━━ AVAILABLE RECORDS

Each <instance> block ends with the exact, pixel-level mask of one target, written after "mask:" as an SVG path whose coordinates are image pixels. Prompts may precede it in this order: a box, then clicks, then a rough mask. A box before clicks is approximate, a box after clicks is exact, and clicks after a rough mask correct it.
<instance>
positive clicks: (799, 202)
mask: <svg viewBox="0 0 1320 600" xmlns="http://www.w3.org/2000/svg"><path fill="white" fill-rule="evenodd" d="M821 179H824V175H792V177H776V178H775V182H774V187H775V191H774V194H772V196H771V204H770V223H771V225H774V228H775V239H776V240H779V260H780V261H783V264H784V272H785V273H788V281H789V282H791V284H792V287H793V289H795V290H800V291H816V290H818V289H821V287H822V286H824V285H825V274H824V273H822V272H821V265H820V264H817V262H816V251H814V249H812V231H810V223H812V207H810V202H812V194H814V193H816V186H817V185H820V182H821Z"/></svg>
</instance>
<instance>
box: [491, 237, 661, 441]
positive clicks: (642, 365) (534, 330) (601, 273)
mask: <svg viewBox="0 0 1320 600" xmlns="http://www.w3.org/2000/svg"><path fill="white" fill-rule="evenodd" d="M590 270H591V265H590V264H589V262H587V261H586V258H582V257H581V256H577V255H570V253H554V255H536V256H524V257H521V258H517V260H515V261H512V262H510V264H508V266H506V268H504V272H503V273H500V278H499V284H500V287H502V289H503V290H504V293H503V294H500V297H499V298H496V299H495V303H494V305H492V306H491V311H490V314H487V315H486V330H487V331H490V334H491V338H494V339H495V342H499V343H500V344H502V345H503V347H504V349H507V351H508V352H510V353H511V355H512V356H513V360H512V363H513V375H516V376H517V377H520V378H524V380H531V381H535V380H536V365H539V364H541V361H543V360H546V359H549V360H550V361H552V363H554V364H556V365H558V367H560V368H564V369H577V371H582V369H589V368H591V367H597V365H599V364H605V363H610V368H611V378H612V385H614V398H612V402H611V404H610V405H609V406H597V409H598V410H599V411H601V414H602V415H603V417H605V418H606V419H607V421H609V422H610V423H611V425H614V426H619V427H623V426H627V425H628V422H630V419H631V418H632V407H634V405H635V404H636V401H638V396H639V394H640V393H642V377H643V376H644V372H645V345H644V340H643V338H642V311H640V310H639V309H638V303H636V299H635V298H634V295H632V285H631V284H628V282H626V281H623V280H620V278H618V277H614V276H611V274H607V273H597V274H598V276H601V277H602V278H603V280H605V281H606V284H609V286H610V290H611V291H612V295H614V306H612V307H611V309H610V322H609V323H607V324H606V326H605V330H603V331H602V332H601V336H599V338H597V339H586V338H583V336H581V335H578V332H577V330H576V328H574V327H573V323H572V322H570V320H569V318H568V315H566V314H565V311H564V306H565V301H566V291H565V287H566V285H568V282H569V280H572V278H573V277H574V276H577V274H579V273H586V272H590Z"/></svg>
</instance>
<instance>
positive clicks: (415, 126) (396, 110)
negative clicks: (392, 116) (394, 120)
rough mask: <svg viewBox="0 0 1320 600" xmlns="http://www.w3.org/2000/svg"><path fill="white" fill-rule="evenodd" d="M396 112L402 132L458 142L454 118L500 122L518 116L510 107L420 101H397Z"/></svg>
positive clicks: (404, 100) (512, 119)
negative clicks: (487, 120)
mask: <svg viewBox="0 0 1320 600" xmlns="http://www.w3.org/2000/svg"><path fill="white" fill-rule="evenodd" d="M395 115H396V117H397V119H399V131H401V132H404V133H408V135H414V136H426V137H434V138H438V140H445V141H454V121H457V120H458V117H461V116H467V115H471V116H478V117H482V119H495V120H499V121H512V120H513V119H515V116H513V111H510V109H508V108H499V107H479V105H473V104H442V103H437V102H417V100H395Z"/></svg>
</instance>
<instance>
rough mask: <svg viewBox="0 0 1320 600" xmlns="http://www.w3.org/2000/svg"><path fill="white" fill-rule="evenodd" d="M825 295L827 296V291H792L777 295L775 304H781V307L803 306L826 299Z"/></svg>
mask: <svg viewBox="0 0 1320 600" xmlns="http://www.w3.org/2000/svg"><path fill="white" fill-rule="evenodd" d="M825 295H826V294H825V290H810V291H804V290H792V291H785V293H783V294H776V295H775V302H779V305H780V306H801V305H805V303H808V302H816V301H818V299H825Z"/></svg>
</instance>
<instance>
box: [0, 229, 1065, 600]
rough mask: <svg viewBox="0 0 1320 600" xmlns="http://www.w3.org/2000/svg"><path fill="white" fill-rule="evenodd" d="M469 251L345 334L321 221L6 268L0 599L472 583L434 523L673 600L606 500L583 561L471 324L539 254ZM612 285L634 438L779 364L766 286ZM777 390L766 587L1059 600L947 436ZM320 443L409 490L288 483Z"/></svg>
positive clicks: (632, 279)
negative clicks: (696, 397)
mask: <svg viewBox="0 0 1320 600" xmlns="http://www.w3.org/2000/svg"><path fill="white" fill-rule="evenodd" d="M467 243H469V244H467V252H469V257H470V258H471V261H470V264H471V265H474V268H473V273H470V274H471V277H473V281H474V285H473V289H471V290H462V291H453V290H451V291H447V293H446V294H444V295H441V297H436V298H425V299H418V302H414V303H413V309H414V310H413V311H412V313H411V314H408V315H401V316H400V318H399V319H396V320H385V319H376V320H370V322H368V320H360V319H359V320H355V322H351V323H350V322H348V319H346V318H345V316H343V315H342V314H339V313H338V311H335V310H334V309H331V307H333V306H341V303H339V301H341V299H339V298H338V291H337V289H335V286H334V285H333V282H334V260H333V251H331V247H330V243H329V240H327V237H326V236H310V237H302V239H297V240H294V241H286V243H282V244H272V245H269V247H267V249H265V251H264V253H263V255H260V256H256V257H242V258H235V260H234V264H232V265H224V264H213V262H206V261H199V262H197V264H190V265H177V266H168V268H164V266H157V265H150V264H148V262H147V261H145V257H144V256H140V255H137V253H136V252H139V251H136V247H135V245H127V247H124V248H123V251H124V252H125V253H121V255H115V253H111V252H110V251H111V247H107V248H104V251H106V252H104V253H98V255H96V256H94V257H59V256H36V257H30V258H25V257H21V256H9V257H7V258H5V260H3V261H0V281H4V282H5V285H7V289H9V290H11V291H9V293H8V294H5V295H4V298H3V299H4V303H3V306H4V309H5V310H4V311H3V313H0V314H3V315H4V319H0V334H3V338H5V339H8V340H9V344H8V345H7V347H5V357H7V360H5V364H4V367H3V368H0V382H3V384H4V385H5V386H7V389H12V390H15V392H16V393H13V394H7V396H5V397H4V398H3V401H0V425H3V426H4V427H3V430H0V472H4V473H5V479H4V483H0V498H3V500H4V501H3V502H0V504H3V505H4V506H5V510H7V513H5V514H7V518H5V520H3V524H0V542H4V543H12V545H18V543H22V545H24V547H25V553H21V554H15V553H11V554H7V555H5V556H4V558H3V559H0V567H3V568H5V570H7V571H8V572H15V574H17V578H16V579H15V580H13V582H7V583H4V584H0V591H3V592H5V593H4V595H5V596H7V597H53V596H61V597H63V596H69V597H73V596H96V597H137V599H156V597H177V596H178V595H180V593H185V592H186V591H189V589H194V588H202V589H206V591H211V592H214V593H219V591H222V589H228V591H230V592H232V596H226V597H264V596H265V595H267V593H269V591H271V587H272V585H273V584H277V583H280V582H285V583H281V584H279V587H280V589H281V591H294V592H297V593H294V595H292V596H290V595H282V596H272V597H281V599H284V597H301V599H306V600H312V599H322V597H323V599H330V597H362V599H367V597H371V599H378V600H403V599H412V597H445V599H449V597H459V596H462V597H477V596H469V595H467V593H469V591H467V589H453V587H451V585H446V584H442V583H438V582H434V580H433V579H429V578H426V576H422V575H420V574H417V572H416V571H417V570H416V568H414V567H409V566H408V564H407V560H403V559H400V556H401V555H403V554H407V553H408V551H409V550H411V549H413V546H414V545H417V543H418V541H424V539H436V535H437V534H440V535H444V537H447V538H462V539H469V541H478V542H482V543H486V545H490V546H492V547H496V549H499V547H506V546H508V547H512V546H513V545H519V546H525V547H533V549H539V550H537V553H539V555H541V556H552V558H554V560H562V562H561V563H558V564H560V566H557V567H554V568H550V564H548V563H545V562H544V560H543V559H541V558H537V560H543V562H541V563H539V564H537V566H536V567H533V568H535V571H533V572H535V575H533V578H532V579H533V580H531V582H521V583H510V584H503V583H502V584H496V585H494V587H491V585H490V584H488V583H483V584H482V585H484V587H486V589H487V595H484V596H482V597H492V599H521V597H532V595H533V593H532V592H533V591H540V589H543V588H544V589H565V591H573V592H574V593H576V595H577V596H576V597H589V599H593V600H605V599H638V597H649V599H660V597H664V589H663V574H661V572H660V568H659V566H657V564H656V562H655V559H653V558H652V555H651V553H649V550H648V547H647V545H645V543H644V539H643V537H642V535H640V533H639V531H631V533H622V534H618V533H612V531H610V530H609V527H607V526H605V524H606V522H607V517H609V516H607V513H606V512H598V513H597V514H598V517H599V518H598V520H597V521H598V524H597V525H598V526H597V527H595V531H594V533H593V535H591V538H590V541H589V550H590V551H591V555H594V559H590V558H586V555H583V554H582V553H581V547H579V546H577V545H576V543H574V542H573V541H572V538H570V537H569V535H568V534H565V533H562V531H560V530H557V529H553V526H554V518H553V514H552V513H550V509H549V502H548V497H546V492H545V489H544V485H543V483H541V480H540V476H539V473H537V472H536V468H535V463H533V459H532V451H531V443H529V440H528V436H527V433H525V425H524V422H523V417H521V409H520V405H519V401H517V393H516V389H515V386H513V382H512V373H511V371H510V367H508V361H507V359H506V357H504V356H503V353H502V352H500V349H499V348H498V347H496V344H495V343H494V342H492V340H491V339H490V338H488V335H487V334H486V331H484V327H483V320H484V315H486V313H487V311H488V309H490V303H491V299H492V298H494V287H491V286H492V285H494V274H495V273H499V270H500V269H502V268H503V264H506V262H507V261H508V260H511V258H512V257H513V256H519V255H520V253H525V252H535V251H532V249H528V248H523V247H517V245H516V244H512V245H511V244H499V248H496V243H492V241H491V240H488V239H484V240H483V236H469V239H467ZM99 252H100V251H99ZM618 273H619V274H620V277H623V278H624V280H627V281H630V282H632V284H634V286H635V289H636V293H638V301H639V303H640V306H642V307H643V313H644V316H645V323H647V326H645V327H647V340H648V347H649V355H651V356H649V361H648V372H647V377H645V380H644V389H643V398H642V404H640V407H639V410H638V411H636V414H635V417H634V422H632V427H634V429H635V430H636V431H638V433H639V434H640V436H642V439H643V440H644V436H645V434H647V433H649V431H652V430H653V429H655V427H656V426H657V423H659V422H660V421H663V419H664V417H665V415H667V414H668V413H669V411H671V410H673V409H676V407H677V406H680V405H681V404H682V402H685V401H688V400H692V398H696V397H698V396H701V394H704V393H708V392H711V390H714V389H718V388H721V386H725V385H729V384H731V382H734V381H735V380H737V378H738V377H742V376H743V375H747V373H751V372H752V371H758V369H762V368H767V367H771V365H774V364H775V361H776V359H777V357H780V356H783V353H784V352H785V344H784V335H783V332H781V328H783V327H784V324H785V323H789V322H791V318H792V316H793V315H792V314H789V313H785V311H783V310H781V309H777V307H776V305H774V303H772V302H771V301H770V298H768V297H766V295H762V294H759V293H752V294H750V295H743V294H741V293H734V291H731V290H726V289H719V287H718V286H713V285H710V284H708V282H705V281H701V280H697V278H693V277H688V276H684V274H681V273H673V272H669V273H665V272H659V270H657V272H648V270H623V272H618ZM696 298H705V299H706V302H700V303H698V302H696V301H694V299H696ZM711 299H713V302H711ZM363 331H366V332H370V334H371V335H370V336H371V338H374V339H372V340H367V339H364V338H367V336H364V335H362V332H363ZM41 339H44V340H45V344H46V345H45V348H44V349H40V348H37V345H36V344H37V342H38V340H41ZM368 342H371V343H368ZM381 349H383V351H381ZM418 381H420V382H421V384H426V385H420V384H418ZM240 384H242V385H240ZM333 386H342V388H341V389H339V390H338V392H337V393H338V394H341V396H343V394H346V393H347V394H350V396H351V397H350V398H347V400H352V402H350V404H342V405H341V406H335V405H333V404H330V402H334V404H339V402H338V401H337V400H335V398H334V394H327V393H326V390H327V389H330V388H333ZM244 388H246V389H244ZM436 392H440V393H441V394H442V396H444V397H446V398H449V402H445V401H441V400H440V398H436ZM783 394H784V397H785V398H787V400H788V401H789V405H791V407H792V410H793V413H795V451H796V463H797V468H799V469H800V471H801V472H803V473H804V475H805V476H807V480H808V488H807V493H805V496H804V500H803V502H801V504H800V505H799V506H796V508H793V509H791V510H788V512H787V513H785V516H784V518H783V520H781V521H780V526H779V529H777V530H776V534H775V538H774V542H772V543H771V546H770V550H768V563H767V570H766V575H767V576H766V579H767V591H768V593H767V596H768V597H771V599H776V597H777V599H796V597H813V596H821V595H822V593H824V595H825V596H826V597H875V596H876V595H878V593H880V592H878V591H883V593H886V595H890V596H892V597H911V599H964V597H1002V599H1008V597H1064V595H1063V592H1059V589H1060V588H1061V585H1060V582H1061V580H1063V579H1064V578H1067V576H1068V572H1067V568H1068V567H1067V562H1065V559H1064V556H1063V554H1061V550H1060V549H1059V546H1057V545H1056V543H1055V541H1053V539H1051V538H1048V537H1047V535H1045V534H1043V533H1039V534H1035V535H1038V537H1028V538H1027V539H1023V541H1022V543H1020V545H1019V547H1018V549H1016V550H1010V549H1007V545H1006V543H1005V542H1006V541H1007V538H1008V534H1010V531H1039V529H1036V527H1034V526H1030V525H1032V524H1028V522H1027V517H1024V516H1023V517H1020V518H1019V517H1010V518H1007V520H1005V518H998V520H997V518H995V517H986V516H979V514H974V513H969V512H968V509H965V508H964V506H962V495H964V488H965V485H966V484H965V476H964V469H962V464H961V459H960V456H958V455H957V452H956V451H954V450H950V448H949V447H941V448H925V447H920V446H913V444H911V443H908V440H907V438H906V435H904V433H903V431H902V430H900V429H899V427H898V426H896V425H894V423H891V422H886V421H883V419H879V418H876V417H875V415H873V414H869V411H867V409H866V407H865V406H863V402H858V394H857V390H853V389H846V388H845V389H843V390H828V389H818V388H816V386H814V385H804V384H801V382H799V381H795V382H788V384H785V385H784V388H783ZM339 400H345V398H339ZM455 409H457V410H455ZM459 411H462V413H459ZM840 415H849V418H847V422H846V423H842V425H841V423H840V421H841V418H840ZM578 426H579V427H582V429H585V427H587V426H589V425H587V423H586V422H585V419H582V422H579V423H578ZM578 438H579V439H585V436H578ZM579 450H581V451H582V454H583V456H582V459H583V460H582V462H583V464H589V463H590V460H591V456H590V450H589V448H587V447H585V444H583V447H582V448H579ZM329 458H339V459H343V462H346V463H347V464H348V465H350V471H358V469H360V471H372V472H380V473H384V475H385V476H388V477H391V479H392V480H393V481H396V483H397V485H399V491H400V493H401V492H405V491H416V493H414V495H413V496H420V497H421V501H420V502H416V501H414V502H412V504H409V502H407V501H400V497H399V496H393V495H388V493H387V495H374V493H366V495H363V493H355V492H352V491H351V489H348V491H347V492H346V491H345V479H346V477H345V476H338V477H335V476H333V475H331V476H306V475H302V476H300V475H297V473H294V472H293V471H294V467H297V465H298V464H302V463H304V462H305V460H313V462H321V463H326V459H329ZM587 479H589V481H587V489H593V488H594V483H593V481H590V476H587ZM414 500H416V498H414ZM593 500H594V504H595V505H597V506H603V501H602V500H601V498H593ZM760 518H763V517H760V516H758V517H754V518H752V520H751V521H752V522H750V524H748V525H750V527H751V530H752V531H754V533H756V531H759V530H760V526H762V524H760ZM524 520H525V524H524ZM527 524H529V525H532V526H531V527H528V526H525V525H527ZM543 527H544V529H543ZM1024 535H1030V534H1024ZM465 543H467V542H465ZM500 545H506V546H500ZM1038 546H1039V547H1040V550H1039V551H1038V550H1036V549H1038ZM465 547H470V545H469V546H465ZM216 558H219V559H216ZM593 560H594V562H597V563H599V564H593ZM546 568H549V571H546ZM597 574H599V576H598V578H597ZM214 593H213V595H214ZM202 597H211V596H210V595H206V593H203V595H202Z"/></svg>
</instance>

━━━━

Repeat exactly the lines of the material above, taking the first line, the line with "box: [491, 237, 661, 441]", and every line between them.

Each <instance> block ends with the exact, pixel-level mask of one target, written after "mask:" as an SVG path whose coordinates are image pixels. Prompts may precede it in this order: a box, then clicks, then a rough mask. A box before clicks is approximate, a box after clicks is exact, and clicks after a rough mask correct it.
<instance>
positive clicks: (799, 202)
mask: <svg viewBox="0 0 1320 600" xmlns="http://www.w3.org/2000/svg"><path fill="white" fill-rule="evenodd" d="M821 179H824V175H792V177H776V178H775V182H774V187H775V191H774V194H772V196H771V204H770V223H771V225H774V228H775V239H776V240H779V260H780V261H783V264H784V272H785V273H788V281H789V282H791V284H792V287H793V289H795V290H800V291H816V290H818V289H821V287H822V286H824V285H825V274H824V273H822V272H821V265H820V264H817V262H816V251H814V249H812V231H810V223H812V207H810V202H812V194H814V193H816V186H817V185H820V182H821Z"/></svg>
</instance>
<instance>
box: [491, 237, 661, 441]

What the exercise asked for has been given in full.